-- START OF Supplied passage --

Capital Celluloid 2017 - Day 84: Sat Mar 25

The Eyes of My Mother (Pesce, 2016): Picturehouse Central, 6.30pm


Picturehouse Central introduction:
The Final Girls present a special 35mm screening of monochrome nightmare The Eyes Of My Mother. Shot in crisp black-and-white, Nicholas Pesce’s debut feature tells the coming-of-age story of Francisca (Magalhaes), a young woman exploring her ever-evolving morbid curiosities. Living a quiet existence on a secluded farmhouse somewhere in neglected rural America, Francisca’s life is irrevocably disrupted by an unwelcome visitor that shatters her family and unchains a series of increasingly violent rituals. A disturbingly gorgeous examination of madness, loneliness and obsession, The Eyes Of My Mother makes for a twisted Mother’s Day treat.

-- END OF Supplied passage --
-- START OF Exercise materials --

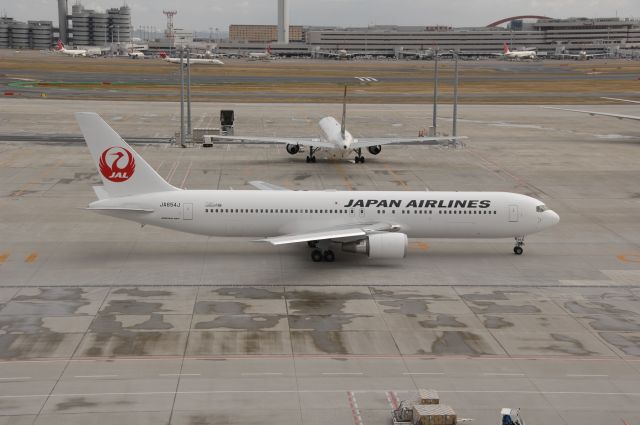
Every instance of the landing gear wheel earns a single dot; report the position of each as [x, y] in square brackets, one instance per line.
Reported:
[316, 255]
[329, 256]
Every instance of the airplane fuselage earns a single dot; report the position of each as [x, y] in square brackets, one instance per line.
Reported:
[330, 131]
[269, 213]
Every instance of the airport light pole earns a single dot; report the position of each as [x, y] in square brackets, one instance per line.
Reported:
[455, 96]
[435, 94]
[182, 130]
[189, 91]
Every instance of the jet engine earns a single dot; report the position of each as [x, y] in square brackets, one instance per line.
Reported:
[380, 245]
[293, 149]
[375, 150]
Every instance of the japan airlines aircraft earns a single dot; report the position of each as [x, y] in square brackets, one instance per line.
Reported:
[333, 137]
[71, 52]
[604, 114]
[518, 54]
[376, 224]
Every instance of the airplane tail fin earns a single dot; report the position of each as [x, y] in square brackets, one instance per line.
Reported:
[343, 123]
[122, 170]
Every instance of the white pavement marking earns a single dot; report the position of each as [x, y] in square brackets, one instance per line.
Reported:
[355, 411]
[586, 376]
[95, 376]
[410, 391]
[178, 374]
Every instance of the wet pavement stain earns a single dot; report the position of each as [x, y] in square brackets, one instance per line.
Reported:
[383, 293]
[249, 293]
[109, 323]
[132, 307]
[442, 320]
[252, 322]
[460, 343]
[593, 307]
[54, 294]
[142, 293]
[322, 323]
[73, 403]
[316, 306]
[24, 346]
[607, 323]
[568, 345]
[220, 307]
[495, 322]
[408, 307]
[629, 344]
[488, 307]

-- END OF Exercise materials --

Parts of the exercise:
[1] Reproduce the film listing word for word, beginning at the words "Capital Celluloid 2017" and stopping after "Mother’s Day treat.".
[2] Swap "Reported" for "Located" throughout the records and write the records out again with everything else unchanged. Leave the pictures out of your answer.
The film listing and the records bear no relation to each other.

Written answers:
[1]
Capital Celluloid 2017 - Day 84: Sat Mar 25

The Eyes of My Mother (Pesce, 2016): Picturehouse Central, 6.30pm


Picturehouse Central introduction:
The Final Girls present a special 35mm screening of monochrome nightmare The Eyes Of My Mother. Shot in crisp black-and-white, Nicholas Pesce’s debut feature tells the coming-of-age story of Francisca (Magalhaes), a young woman exploring her ever-evolving morbid curiosities. Living a quiet existence on a secluded farmhouse somewhere in neglected rural America, Francisca’s life is irrevocably disrupted by an unwelcome visitor that shatters her family and unchains a series of increasingly violent rituals. A disturbingly gorgeous examination of madness, loneliness and obsession, The Eyes Of My Mother makes for a twisted Mother’s Day treat.

[2]
Every instance of the landing gear wheel earns a single dot; report the position of each as [x, y] in square brackets, one instance per line.
Located:
[316, 255]
[329, 256]
Every instance of the airplane fuselage earns a single dot; report the position of each as [x, y] in square brackets, one instance per line.
Located:
[330, 131]
[269, 213]
Every instance of the airport light pole earns a single dot; report the position of each as [x, y] in square brackets, one instance per line.
Located:
[455, 96]
[435, 94]
[182, 130]
[189, 91]
Every instance of the jet engine earns a single dot; report the position of each as [x, y] in square brackets, one instance per line.
Located:
[380, 245]
[293, 149]
[375, 150]
Every instance of the japan airlines aircraft earns a single dot; report the position of each as [x, y] in square brackets, one instance per line.
Located:
[333, 137]
[71, 52]
[604, 114]
[518, 54]
[376, 224]
Every instance of the airplane tail fin earns a single dot; report the position of each as [x, y] in square brackets, one instance per line.
Located:
[343, 123]
[122, 170]
Every instance of the white pavement marking earns a single dot; report the position of each as [x, y] in square brackets, one instance per line.
Located:
[355, 411]
[586, 376]
[95, 376]
[410, 391]
[178, 374]
Every instance of the wet pavement stain earns a single dot; report the position of each as [x, y] in square brackets, one instance per line.
Located:
[383, 293]
[249, 293]
[109, 323]
[132, 307]
[442, 320]
[252, 322]
[460, 343]
[593, 307]
[54, 294]
[142, 293]
[322, 323]
[73, 403]
[316, 306]
[24, 346]
[607, 323]
[568, 345]
[220, 307]
[495, 322]
[408, 307]
[629, 344]
[488, 307]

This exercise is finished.